> _Task details_:
Starting at the line containing "Verify: does the picture contain the pair" and stopping after the line containing "[252,108,429,203]", rewrite those lines with "white foam sole" changed to "white rubber sole". Leave everything else as it is.
━━━ Data extract
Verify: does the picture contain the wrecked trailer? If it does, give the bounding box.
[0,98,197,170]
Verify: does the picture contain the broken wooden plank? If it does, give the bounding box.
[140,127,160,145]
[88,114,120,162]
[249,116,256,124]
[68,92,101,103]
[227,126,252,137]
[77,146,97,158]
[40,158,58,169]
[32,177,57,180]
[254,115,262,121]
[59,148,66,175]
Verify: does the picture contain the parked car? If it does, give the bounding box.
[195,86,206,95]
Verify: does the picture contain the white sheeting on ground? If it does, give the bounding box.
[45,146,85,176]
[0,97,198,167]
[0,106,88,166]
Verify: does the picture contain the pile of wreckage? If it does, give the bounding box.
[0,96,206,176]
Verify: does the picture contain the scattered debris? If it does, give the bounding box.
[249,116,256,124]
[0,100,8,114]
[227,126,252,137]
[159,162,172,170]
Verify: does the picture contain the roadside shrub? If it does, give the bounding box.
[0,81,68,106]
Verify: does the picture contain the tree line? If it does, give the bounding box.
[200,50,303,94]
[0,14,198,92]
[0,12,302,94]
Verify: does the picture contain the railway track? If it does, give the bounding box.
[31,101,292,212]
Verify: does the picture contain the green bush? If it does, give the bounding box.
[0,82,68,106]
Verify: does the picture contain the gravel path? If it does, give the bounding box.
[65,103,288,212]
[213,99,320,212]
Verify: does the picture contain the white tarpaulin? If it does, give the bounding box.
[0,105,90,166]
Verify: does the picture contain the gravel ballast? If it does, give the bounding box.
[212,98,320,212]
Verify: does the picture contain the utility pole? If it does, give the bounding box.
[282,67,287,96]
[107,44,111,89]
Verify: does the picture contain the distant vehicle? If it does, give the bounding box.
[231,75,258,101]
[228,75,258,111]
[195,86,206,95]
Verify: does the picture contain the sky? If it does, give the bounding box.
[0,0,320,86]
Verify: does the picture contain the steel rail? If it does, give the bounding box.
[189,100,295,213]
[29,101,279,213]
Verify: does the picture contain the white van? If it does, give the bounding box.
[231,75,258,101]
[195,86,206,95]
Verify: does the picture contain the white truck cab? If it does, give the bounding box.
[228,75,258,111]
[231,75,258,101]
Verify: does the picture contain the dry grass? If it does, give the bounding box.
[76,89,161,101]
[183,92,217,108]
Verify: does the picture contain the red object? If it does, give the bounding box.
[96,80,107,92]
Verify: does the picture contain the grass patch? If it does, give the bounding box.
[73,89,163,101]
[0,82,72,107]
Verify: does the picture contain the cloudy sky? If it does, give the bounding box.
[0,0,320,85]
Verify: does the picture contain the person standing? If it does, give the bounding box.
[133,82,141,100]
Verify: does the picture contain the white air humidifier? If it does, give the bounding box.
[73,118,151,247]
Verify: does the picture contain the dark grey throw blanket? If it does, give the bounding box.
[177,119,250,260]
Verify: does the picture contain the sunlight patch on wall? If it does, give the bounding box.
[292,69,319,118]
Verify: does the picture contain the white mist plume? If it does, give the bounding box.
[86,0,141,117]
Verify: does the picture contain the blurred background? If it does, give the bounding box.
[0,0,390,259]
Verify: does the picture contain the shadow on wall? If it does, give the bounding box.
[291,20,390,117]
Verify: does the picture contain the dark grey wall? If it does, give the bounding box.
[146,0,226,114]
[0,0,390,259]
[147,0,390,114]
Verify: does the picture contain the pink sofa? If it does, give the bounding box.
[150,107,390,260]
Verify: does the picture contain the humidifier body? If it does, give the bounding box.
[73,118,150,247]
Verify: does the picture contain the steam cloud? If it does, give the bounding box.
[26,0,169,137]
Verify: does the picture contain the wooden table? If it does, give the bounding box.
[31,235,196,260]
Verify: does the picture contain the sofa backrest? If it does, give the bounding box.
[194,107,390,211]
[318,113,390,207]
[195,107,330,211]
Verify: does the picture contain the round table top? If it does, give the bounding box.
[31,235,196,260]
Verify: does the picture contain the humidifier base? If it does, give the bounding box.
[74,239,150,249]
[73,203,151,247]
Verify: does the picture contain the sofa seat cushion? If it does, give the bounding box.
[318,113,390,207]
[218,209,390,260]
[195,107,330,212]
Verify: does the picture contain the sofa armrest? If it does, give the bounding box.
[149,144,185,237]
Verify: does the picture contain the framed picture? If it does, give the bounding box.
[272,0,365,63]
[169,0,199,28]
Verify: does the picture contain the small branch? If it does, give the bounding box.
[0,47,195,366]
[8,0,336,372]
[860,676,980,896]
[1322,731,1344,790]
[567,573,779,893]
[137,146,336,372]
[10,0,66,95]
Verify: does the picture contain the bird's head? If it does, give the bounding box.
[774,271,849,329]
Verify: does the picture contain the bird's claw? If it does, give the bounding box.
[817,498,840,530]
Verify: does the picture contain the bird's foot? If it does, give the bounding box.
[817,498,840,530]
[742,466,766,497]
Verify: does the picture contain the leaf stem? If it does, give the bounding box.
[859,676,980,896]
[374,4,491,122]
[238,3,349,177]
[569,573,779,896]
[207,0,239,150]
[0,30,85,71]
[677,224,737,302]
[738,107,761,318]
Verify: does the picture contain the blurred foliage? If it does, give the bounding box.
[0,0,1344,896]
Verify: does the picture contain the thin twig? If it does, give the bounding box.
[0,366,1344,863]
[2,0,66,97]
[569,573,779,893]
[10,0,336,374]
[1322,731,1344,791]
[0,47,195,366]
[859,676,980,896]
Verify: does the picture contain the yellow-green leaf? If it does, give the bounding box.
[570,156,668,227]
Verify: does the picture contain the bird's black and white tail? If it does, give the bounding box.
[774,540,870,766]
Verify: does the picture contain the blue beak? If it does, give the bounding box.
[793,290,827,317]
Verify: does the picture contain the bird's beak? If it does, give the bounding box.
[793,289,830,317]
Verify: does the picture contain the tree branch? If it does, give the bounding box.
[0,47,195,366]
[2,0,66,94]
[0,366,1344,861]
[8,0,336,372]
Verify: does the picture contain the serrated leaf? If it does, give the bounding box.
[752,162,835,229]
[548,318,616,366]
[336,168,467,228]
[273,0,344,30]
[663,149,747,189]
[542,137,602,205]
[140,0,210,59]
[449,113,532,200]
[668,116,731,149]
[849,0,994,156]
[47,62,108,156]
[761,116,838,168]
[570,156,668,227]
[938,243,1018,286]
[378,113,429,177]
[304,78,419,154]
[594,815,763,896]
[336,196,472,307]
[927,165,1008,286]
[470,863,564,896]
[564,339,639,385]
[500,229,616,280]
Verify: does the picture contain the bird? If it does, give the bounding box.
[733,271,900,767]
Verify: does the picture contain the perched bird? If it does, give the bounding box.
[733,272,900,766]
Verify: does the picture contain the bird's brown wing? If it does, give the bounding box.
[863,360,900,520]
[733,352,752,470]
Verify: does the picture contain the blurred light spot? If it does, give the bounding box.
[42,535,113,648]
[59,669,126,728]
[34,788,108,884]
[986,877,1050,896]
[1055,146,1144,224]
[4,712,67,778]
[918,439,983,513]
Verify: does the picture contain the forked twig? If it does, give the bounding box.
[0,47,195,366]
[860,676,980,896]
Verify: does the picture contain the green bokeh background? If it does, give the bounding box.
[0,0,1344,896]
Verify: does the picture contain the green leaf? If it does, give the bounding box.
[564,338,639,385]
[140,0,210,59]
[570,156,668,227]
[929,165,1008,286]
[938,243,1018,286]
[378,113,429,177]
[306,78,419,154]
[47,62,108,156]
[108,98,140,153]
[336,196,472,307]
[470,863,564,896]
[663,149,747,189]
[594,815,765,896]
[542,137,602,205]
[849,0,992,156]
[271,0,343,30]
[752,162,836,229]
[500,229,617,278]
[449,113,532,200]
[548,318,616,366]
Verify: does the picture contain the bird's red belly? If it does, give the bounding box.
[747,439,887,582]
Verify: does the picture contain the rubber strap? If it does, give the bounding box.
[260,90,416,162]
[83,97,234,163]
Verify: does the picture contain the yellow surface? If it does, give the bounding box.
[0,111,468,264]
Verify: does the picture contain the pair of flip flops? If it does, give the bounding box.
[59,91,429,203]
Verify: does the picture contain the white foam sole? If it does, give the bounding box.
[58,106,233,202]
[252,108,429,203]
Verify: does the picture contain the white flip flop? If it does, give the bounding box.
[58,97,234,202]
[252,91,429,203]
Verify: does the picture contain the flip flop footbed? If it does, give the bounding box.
━━━━━━
> _Correct answer_:
Verify: does the picture contain the pair of flip flops? If it does, give the bounding box.
[59,91,429,203]
Verify: does the picture contain the white rubber sole? If it does, give the bounding box.
[58,106,233,202]
[252,108,429,203]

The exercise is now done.